§ Request: Write out exactly the lines below that run from the line containing "Tag the curb" through the last line of the records.

§ Rows:
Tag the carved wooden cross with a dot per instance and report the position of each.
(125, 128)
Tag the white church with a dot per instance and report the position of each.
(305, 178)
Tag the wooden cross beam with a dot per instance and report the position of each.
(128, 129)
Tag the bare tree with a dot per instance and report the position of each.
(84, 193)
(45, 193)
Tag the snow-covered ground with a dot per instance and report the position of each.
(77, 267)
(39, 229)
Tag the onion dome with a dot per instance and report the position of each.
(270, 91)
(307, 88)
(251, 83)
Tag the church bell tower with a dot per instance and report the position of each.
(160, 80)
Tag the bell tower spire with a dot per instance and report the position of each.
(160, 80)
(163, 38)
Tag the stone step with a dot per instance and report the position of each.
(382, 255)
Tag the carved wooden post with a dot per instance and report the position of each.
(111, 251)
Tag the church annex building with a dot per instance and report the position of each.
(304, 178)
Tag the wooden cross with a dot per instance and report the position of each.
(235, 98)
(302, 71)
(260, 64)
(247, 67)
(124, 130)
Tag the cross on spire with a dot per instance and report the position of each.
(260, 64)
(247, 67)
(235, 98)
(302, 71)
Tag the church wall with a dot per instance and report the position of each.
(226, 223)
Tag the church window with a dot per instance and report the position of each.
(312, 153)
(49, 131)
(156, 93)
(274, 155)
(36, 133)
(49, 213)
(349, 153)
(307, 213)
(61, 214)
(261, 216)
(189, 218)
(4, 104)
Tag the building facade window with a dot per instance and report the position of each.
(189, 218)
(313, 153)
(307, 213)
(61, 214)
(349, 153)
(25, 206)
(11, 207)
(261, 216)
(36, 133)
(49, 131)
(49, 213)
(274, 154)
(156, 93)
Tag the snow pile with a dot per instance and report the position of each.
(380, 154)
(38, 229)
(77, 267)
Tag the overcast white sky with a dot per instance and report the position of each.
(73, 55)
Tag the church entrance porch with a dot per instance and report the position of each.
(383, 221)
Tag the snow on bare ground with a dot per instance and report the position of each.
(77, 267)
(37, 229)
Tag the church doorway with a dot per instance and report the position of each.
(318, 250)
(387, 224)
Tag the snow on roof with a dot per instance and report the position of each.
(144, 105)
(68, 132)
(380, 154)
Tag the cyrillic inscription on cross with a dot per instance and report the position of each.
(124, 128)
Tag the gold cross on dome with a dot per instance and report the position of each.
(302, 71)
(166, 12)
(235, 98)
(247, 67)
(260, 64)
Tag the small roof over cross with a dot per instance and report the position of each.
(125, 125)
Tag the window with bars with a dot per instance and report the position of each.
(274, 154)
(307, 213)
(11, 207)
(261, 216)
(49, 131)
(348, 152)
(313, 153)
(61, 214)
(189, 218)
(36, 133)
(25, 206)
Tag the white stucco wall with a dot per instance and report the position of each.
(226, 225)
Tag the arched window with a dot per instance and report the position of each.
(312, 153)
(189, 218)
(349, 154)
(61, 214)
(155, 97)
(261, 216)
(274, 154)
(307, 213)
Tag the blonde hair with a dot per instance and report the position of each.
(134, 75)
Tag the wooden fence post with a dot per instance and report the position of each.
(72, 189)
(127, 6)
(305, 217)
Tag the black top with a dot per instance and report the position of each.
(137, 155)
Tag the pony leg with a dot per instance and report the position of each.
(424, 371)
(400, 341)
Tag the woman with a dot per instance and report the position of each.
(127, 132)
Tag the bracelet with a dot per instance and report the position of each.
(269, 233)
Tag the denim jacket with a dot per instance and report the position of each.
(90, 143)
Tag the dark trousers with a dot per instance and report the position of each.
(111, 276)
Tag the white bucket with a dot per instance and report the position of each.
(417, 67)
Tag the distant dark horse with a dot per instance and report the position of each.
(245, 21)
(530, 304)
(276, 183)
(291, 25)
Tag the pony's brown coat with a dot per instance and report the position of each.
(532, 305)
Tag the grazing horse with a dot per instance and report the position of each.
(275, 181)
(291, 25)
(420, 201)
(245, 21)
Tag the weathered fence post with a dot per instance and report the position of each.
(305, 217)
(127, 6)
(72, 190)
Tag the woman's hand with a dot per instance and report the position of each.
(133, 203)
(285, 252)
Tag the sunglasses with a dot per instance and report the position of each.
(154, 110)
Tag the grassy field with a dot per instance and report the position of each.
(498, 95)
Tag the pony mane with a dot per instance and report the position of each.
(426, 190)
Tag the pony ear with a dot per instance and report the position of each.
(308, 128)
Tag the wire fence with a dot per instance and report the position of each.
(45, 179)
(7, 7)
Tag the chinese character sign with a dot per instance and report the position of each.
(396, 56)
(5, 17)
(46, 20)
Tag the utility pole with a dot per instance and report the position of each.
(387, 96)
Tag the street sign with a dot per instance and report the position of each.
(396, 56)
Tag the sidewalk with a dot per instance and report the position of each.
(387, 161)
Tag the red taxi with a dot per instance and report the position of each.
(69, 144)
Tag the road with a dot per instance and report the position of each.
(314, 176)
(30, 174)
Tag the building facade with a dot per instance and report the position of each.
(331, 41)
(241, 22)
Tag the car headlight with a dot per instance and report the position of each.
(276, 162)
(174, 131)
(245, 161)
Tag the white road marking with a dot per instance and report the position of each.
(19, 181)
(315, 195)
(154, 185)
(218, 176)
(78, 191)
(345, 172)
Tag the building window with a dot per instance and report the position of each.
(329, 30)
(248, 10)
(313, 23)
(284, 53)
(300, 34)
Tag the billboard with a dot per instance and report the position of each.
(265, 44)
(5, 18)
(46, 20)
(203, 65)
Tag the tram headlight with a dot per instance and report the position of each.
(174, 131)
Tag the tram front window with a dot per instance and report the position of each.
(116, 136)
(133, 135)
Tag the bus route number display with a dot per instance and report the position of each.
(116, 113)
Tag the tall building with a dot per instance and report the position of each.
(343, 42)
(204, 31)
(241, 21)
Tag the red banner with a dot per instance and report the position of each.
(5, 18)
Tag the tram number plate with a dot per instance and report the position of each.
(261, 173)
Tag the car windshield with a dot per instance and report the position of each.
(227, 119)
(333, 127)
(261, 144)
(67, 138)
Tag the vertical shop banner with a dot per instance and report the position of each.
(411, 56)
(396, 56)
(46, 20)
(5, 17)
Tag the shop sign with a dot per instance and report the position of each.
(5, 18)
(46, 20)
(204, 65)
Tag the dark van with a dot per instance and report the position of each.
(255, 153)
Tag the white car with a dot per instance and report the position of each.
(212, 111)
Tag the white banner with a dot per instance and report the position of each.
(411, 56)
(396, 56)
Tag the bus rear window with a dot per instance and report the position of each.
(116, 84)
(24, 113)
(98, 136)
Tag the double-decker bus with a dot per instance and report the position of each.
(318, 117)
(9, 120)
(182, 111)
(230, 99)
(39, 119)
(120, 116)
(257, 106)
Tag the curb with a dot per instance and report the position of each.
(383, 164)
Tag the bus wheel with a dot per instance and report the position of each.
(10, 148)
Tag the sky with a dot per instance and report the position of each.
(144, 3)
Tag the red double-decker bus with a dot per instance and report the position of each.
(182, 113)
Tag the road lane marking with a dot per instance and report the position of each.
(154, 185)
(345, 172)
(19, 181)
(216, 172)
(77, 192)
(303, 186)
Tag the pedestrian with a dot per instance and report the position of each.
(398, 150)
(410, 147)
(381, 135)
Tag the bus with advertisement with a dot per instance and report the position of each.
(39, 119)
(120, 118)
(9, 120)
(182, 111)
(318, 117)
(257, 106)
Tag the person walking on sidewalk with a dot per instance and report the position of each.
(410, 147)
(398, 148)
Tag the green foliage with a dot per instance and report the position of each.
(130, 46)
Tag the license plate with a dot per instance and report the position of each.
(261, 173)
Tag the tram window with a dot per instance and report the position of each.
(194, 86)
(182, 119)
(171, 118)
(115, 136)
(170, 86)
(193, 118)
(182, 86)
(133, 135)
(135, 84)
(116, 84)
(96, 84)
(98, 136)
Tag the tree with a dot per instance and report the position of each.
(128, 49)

§ Result of the task:
Tag the curb with a dot per instance and report the position of each.
(383, 164)
Tag the bus wheel with a dot per instance and report the position of each.
(10, 148)
Tag the sky with a dot per instance and report the position of each.
(144, 3)
Tag the red double-decker bus with a dot per instance and report the position of each.
(182, 113)
Tag the road lane marking with a dot per instance and report the position of each.
(154, 185)
(345, 172)
(19, 181)
(216, 172)
(77, 192)
(303, 186)
Tag the pedestrian with a dot per instance and report the position of each.
(398, 150)
(410, 147)
(381, 135)
Tag the bus with advertisement with a dot per instance and report the position of each.
(39, 119)
(120, 118)
(9, 120)
(182, 111)
(318, 117)
(257, 106)
Tag the person walking on sidewalk with a dot per instance and report the position of each.
(410, 147)
(398, 148)
Tag the green foliage with a dot per instance and report the position of each.
(130, 46)
Tag the license plate with a dot per instance and report the position of each.
(261, 173)
Tag the tram window with a dot per instance and report the position of each.
(194, 86)
(182, 119)
(171, 118)
(115, 136)
(170, 86)
(193, 118)
(182, 86)
(133, 135)
(135, 84)
(116, 84)
(96, 84)
(98, 136)
Tag the tree with a dot per instance and report the position of each.
(128, 49)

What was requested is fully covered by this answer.